* **What is required**
Transcribe the full listing exactly, and drop every picture.

═══ Provided entries ═══

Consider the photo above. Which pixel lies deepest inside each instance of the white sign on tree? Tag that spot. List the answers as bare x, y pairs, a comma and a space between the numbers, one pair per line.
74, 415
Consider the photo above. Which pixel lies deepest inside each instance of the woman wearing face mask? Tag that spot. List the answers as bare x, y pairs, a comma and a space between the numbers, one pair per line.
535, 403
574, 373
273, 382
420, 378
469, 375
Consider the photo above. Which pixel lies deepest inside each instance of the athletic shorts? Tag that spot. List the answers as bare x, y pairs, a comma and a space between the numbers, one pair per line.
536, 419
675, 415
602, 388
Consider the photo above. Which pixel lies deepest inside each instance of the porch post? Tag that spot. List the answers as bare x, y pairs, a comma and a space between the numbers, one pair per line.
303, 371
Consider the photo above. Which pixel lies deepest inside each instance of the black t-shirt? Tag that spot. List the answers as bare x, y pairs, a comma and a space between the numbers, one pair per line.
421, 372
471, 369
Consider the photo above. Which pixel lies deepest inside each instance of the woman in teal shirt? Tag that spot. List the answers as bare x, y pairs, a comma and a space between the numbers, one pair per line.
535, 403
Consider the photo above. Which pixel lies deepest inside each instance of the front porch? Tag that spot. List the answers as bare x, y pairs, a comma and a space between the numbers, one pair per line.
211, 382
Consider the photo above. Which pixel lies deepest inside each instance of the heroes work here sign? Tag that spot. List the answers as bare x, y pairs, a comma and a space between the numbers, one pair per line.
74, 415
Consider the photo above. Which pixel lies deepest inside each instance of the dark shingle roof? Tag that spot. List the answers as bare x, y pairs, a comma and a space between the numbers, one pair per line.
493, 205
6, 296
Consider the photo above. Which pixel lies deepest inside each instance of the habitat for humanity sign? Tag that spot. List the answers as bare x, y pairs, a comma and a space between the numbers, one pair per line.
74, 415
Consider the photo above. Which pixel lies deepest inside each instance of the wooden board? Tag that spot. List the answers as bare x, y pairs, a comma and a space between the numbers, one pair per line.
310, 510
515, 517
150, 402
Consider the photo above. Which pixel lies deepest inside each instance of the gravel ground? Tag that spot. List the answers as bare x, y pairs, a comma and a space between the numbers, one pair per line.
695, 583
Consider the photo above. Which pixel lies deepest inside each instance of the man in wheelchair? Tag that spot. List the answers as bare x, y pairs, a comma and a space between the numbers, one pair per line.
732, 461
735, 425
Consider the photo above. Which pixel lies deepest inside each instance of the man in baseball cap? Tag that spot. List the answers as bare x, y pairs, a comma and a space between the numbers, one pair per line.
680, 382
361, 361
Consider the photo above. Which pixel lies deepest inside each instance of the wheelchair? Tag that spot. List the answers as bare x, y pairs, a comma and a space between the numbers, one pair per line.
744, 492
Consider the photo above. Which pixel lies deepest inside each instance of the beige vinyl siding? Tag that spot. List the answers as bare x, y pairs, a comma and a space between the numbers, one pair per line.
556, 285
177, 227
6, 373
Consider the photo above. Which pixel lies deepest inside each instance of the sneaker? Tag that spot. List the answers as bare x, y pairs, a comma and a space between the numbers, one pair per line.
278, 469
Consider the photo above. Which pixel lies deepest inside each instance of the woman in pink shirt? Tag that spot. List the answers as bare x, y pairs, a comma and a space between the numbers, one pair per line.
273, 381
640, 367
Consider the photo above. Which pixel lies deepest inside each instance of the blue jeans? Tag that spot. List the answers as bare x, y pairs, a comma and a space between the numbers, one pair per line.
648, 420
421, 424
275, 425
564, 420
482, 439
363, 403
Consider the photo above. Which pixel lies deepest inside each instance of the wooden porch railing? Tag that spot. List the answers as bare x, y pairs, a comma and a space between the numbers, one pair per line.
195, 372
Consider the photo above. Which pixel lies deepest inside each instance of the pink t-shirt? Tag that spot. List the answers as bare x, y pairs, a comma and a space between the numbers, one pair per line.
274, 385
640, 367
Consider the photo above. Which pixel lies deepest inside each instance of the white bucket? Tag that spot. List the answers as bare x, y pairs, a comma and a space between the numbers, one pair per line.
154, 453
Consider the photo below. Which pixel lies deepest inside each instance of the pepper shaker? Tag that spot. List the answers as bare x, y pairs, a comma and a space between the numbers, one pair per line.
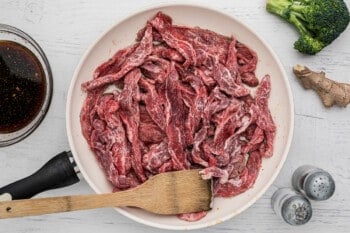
291, 206
313, 182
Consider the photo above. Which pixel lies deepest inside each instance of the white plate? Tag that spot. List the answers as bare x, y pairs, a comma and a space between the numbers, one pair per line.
123, 34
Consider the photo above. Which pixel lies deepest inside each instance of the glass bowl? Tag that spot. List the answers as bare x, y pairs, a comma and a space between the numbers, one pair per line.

═══

* **Expected answer**
Consider the photo above. Which pixel lies deepest inside each instance of the white sign on tree? Tag that spot. List the answers as bare x, y pairs, a comma and a space between the numbers, one pair per line.
74, 415
Consider the photo above. Which pixel lies deepest inside each instance of the woman wearing face mask? Tag that spot. List the answers as bare x, y pairs, a comma and a space between the numbers, one pair per line.
535, 403
574, 373
273, 382
420, 378
469, 375
Consider the photo above. Which pixel lies deepest inside each instance of the athletic shorts? Tag that spot. List the answers as bare x, y pairs, a comma and a space between the numbers, one pair per line.
536, 419
675, 415
602, 388
Consider the photo above. Which pixel lies deepest inside each instance of the porch post? Tag that spot. List the answers as bare x, y pairs, a comma and a space between the numbers, one pair per line.
303, 371
Consider the photo above. Which pixel lies deepest inside each instance of the black t-shirt? Tag that spot. List the answers as bare x, y pairs, a comma and a space between the numbers, one pair per line.
421, 372
471, 369
Consider the photo above. Which pixel lies deepest inside each instance of the woman in teal shirt? Tag that spot. List the answers as bare x, y pairs, a comma and a space between the numbers, one pair per line.
535, 403
Consider the photo above. Which pixel lies deepest inside each instance of the front porch? Tag that spot. List the answers as bare x, y pairs, a comma and a space between the numbers, one pair per line.
211, 382
Consider the photo above. Which pixel lies deepest inside each instance of the heroes work here sign? Tag that spot. List the answers as bare x, y pairs, a comma and a space between the numbers, one pair per line.
74, 415
Consider the photo above. Which pixel lies deepest inside each instance of the dark shingle roof? Tag that spot. List the answers as bare x, y pairs, a comma and a space between the numbers, one pair per line.
493, 205
6, 296
Consider the photo above. Which pixel lies deepest inside each instance of the habitat for humanity sign? Tag that spot. List the answers as bare x, y pairs, a comma and a space between the numbers, one pair per line.
74, 415
Consider the photo above. Which pixel lies deepest inside each instance of the wooden board? Tag that spot. List the answers as bare x, y pairs, a comma and a space between the numbers, one pair per line.
310, 510
515, 517
150, 402
Consider the photo above. Which pixel lies deepest inside each instance of the gravel ground? Tag that spot. List the answers as bare x, y pairs, a comma and a space between the numbers, one pair per line.
695, 583
Consider the photo above. Which pixel lies deepest inside each instance of the man in wheelchair? Tag that spot. List the answers as bare x, y pairs, a comma and a space between the numbers, one pair per line.
732, 461
735, 425
Consider the photo above. Which pixel lies deepest inside each instance of the man in baseball cap? Tag that spot. List the answers as bare x, y pairs, a comma and a space between the numbers, one pair per line.
680, 382
361, 361
Consider the photo above. Which pixel lies deepest inside each instance of the wheelchair? Tag that spot. List the answers as bare x, y pairs, a comma and a space between the numbers, one pair per line.
744, 492
Consider the photo above. Which pixel lies deepest inside each instance of the beige vinyl siding? Tag that spot. List the answers as bare x, y pairs, a comma and a space between the numbers, one pair per line.
556, 285
177, 227
6, 373
Consider the photo above. Which pixel lies deepest inside each instance of the sneaker? Tag that spot. List the answers as bare x, y pairs, a comma and a space between the numbers, one pair per line.
278, 469
Consider the photo above. Which pixel lies deepest inside each instance of the woman in pink shirt? Tag that spot. List the answers as bare x, y pairs, a comma and a space between the numbers, one pair per line.
273, 381
640, 367
Consider the photo above. Which pixel lies deepest inside each instance of the blue jeans? Tag that spot. List the answers as bare x, y pairs, a comma and a space between the numbers, one pair per line.
648, 420
421, 424
275, 425
564, 420
482, 439
363, 403
Consider the photo above. Which pixel lies deepest inside each instance of the wooden porch railing? Tag that spot. List the answers as bare x, y pairs, a comma and a space between the numbers, one pair per line.
195, 372
Consider the photo above. Which pixel lies deepest inside each instance of the pink t-shirt? Tag that spot. List the answers as bare x, y pairs, a comma and a space between the numbers, one pair per line.
274, 385
640, 367
Consider the photo above. Which pixel lies deepest inside each instance of the white bucket? Tag that spot. List the answers as bare x, y pairs, a comma and a space between the numbers, one pair per line.
154, 453
Consider the photo below. Which pixel lies deepest inside each instance of the pepper shaker? Tag that spot. List the answers as bare x, y pairs, a comma and a space between the numbers, one pair per line.
291, 206
313, 182
Consider the photo above. Which pixel lies deepest inside each instance of the white plate? Tag that spot. List the answers as bare x, y pairs, a comma and a space between the numbers, one pair per line.
123, 34
Consider the photo above. Which pixel lies deepest inside each instance of the glass bowl? Tag that spot. List the answers as bare x, y pairs, a comma and a space between the numbers, one pair per line.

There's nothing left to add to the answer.